* The request:
Copy out the rows below word for word, starting at the line that contains "Could you point to every instance of the tiled" and ending at the line that contains "<point>620,213</point>".

* Given entries:
* Start *

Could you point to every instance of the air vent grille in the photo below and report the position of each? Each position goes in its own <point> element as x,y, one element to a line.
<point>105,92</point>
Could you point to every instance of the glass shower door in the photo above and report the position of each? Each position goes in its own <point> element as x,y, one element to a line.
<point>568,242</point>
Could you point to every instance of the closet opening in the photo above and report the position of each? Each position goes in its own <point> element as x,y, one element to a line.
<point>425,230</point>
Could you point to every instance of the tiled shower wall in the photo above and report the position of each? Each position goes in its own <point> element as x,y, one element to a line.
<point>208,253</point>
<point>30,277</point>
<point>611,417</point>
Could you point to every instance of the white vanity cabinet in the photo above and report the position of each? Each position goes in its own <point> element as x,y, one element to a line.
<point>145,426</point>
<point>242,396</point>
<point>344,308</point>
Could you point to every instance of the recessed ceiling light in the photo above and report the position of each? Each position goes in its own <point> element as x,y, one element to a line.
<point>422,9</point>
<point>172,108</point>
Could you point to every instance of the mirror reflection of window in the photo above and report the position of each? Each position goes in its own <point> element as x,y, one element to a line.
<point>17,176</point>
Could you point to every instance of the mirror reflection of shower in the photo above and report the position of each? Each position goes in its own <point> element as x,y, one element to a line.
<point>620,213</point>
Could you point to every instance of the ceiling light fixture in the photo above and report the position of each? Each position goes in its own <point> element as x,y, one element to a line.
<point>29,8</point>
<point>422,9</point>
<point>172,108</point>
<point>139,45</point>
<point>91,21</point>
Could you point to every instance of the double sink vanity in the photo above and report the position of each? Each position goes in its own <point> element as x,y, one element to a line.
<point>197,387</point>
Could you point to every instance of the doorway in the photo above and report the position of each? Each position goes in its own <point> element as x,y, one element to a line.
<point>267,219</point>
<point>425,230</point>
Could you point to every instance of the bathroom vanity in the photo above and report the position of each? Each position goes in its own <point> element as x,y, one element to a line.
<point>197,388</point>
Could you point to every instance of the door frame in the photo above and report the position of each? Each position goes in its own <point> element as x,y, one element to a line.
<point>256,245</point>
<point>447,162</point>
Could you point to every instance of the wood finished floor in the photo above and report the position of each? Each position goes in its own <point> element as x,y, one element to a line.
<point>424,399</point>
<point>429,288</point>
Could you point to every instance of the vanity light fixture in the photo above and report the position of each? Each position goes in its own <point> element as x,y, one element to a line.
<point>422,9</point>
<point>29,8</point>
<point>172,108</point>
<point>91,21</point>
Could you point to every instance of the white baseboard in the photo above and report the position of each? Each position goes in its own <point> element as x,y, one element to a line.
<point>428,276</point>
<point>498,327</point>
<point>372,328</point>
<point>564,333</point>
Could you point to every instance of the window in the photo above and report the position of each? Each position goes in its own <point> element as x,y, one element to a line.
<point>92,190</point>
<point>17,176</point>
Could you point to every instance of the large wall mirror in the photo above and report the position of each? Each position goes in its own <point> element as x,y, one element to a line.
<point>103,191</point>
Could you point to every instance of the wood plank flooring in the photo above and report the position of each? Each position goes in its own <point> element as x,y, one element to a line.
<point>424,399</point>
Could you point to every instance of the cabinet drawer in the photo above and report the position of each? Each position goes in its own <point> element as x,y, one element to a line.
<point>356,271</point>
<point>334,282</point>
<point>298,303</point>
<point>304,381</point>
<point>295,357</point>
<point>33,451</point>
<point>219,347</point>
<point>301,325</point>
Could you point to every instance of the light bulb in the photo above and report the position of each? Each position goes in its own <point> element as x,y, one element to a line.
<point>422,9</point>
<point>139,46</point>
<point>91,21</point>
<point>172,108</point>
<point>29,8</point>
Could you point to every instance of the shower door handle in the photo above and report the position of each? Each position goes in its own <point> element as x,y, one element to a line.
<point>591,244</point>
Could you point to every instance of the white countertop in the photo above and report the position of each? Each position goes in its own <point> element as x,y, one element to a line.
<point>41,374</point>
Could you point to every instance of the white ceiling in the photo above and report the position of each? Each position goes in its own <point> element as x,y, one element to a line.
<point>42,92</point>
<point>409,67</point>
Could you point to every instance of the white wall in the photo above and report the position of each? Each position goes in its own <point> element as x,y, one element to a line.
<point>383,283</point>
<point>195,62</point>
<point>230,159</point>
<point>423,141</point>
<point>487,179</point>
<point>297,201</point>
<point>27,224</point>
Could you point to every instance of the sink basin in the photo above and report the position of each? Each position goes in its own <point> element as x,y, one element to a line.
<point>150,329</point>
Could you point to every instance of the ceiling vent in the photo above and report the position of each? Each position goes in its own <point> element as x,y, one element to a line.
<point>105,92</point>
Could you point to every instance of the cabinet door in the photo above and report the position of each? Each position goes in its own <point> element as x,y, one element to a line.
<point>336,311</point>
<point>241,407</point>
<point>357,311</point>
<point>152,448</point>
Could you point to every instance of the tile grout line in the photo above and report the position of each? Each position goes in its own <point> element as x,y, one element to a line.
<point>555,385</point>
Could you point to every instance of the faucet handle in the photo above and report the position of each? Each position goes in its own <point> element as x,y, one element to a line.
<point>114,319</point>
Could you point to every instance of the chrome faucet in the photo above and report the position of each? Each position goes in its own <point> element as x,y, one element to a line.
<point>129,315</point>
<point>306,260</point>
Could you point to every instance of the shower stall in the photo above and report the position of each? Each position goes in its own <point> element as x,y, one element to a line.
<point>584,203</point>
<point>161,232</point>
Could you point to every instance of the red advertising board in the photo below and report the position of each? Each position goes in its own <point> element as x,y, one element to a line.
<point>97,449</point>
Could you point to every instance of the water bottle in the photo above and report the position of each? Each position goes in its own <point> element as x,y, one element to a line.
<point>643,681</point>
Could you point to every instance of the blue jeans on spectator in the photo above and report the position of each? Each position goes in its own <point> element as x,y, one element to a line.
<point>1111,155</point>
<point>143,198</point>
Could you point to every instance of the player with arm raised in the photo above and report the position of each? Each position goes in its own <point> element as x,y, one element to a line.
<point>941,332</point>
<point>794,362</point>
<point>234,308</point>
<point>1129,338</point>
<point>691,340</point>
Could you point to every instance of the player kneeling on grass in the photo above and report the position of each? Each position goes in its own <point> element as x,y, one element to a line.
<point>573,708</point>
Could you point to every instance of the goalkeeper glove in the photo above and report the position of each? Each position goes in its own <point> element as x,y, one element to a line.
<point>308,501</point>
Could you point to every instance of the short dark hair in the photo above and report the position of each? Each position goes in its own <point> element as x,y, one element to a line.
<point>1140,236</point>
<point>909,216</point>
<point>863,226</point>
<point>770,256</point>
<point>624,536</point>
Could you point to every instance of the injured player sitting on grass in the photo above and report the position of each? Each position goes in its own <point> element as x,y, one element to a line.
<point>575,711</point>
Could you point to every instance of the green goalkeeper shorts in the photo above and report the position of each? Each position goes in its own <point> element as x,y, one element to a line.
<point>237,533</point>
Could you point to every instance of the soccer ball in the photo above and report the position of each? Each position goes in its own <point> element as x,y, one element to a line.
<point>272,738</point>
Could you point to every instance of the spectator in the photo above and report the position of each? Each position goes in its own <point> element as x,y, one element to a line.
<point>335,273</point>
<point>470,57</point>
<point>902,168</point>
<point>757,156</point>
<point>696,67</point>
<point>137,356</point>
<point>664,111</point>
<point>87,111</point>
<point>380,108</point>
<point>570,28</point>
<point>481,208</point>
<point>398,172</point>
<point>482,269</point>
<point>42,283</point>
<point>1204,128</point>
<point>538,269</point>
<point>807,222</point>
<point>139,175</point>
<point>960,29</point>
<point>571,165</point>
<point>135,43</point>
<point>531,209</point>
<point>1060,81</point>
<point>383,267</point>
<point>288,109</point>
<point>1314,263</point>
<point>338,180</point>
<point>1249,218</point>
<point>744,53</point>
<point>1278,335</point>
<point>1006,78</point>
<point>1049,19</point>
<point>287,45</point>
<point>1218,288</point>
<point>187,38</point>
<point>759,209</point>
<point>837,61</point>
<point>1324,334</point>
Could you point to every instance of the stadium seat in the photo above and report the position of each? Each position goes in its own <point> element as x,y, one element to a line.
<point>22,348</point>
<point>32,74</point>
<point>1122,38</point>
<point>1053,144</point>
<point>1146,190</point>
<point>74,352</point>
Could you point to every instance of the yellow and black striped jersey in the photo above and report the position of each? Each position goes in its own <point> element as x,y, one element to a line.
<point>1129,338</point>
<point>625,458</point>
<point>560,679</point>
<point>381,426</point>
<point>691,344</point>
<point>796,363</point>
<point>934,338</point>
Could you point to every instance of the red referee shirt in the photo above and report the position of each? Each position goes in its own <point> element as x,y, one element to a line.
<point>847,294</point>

* End *

* Response to this task:
Could you point to every instance of the tiled shower wall in the photo above and report the position of each? Each position goes in its own <point> element as x,y, one element to a line.
<point>208,253</point>
<point>30,277</point>
<point>611,417</point>
Could you point to every instance of the white vanity cabinet in the photo above and report the position of each? Each position goes in its own <point> element as x,y, one element to a line.
<point>145,426</point>
<point>242,396</point>
<point>344,308</point>
Could you point to every instance of the recessed ceiling light in the photo above and report the position of each? Each position goes in its own <point> element as x,y, one element to a line.
<point>422,9</point>
<point>172,108</point>
Could you point to every instance of the mirror reflection of window in the photo above and report the position of each? Each position goes in its own <point> element as x,y, one element to a line.
<point>17,176</point>
Could you point to every instance of the mirror reflection of shower in the photo above and report the position of each? Each position goes in its own <point> element as x,y, one element to a line.
<point>620,213</point>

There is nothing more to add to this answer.